**PREGUNTAS**.
(1) Según el texto de lectura, ¿qué cosas no había hace cuarenta años en la aldea de El Rocío? Nómbralas todas.
(2) Reescribe el texto de lectura empezando en las palabras que tienen "Sin tragedias griegas" y parando después de "de Gustavo Doré.", pero pon "estupendos" en lugar de "magníficos".
(3) Contesta con lo que dice el texto de lectura:
(a) ¿A qué hora se fue la luz en Nochebuena?
(b) ¿Cuántos pisos hay que subir a pie cuando el ascensor está roto?
(c) ¿Quién devolvió la luz a la casa?

**TEXTO DE LECTURA**.
····················

La llamada cultura material es el verdadero signo de nuestro tiempo, al que no podemos renunciar. A los inventos les pasa como a los seres queridos que tenemos cerca: que sólo los echamos en falta cuando se nos van. Me di cuenta la tarde de la pasada Nochebuena. Venían a cenar los más cercanos de la familia, estaba todo casi dispuesto, cuando a 8 de la tarde, de golpe, plas, se fue la luz. Como solemos hacer, salí a la escalera, para ver si se había ido en toda la casa o la avería era nuestra. Mal de muchos, consuelo de pisos sin luz. Salí y comprobé que la avería nos había tocado a nosotros solos. Con el cava y el "foie" puesto en la nevera. Con todo a punto de estropearse, y con los platos que había que calentar, fríos como el mármol. Y sin luz para poder ver y arreglarnos, y parado el aire acondicionado que calentaba la casa helada. ¿Y quién encontraba un electricista a aquella hora, si todos estarían ya en sus cenas de Nochebuena? Menos mal que tengo un portero que es mejor que Iker Casillas y que mi tocayo el Mono Burgos juntos, que pude llamarlo angustiado y que vino el hombre desde su casa aquel día y a aquella hora y, como es un manitas generosísimo y eficaz, nos devolvió no sin pocos trabajos la luz y, con ella, la civilización.

Sin tragedias griegas eléctricas al filo de la Nochebuena, piensen en el elogio que le hacemos a la civilización el día que el ascensor está roto, o lo están revisando los técnicos, y tenemos que subir los seis pisos de casa a pie. El otro día, por la Candelaria, estuve en la aldea de El Rocío y le di mi personal homenaje a la civilización. Estábamos en una casa confortable, con unos baños magníficos, un equipo musical con discos apropiados, una luz radiante. Despachamos un asunto del trabajo por el teléfono móvil. Hace cuarenta años, cuando mi madre iba a rezarle a la Blanca Paloma, teníamos que llegar por caminos de tierra a una aldea donde no había luz, ni agua corriente, ni teléfono. Era como si llegáramos directamente de la Sevilla del desarrollo y el 600 a la España de los grabados de Gustavo Doré.

····················

**LÍNEAS FACILITADAS**.

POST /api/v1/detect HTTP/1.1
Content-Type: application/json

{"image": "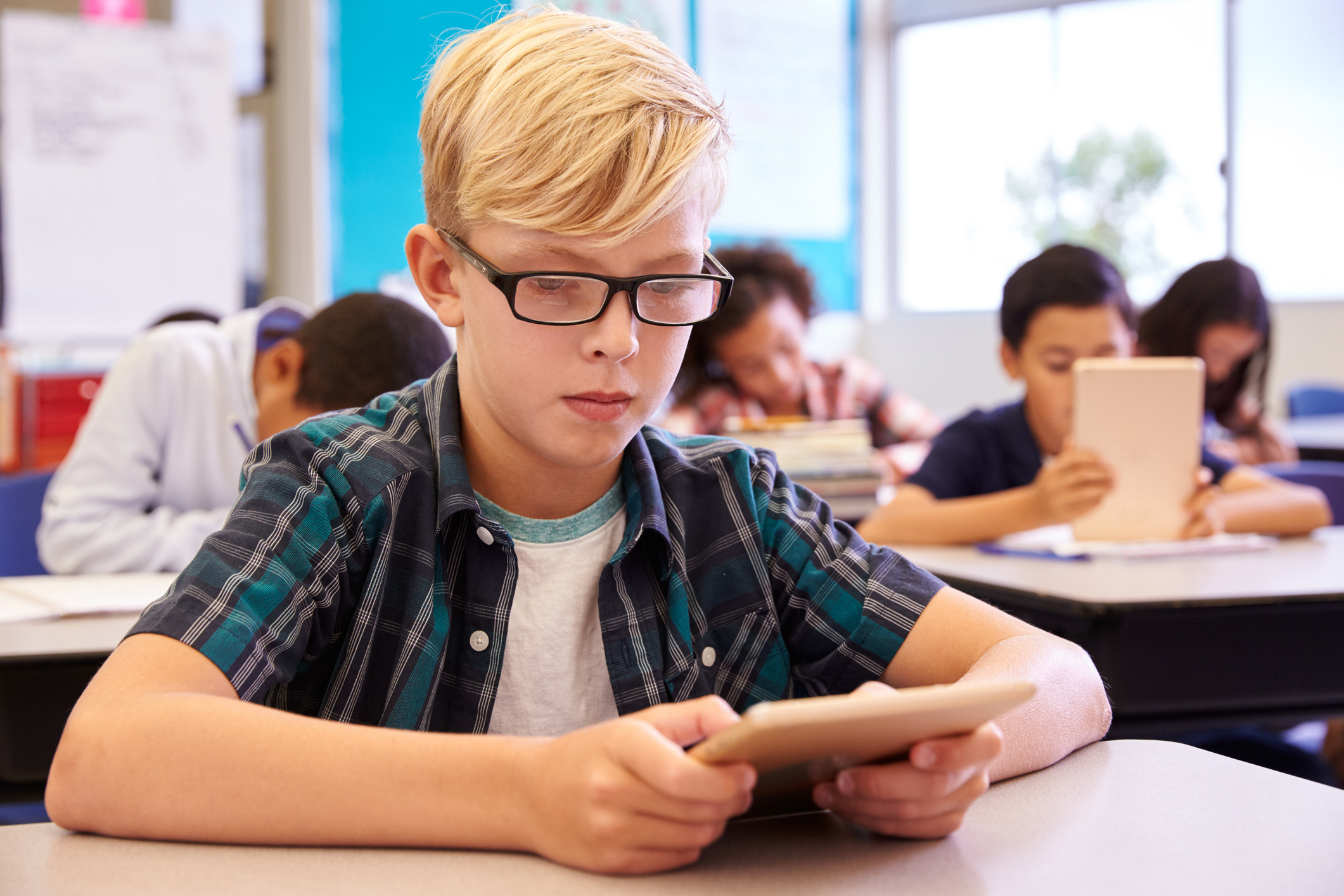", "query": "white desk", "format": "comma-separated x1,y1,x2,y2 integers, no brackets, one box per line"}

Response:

····················

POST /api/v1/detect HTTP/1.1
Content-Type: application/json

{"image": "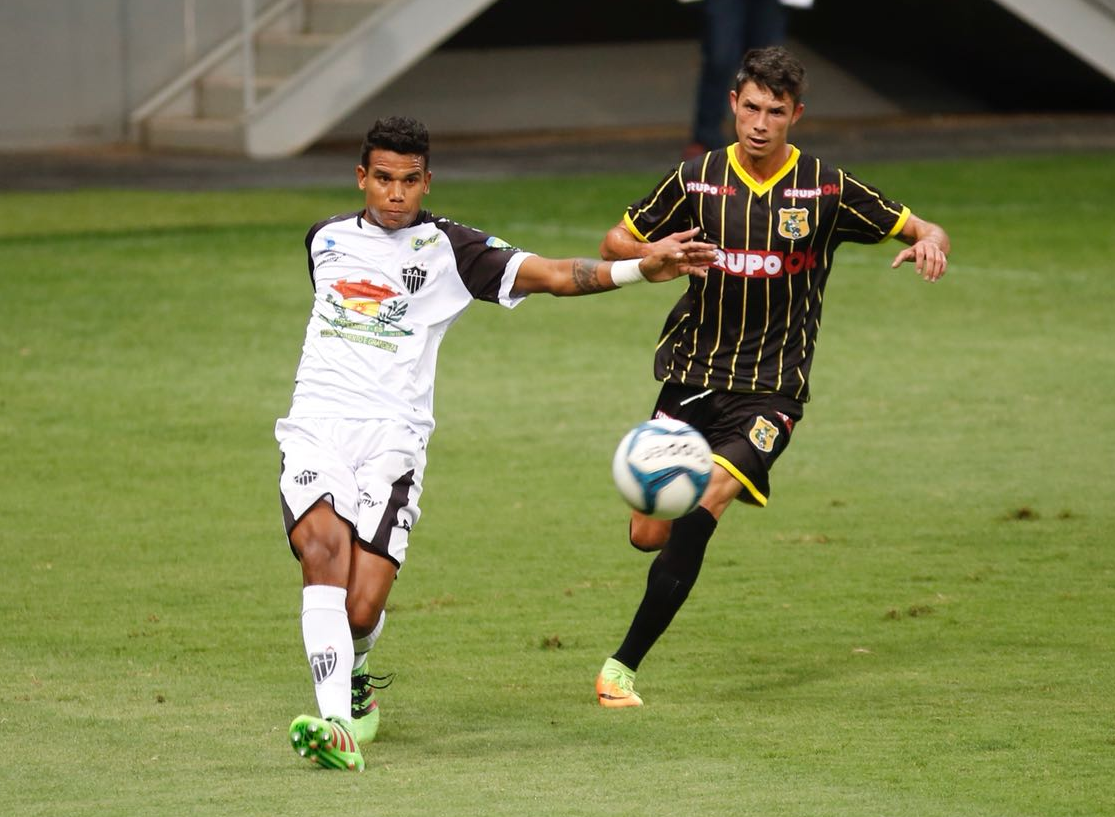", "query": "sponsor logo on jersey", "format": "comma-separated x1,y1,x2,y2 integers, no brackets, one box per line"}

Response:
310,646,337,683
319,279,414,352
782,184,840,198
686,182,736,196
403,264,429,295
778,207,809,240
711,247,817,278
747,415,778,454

····················

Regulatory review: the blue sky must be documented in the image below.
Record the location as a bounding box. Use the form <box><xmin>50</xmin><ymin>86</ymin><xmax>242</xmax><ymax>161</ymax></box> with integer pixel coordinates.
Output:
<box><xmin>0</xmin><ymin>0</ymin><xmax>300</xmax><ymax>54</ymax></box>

····················

**RESPUESTAS**.
(1) Luz, agua corriente y teléfono.

(2)
Sin tragedias griegas eléctricas al filo de la Nochebuena, piensen en el elogio que le hacemos a la civilización el día que el ascensor está roto, o lo están revisando los técnicos, y tenemos que subir los seis pisos de casa a pie. El otro día, por la Candelaria, estuve en la aldea de El Rocío y le di mi personal homenaje a la civilización. Estábamos en una casa confortable, con unos baños estupendos, un equipo musical con discos apropiados, una luz radiante. Despachamos un asunto del trabajo por el teléfono móvil. Hace cuarenta años, cuando mi madre iba a rezarle a la Blanca Paloma, teníamos que llegar por caminos de tierra a una aldea donde no había luz, ni agua corriente, ni teléfono. Era como si llegáramos directamente de la Sevilla del desarrollo y el 600 a la España de los grabados de Gustavo Doré.

(3)
(a) A las 8 de la tarde.
(b) Seis.
(c) El portero.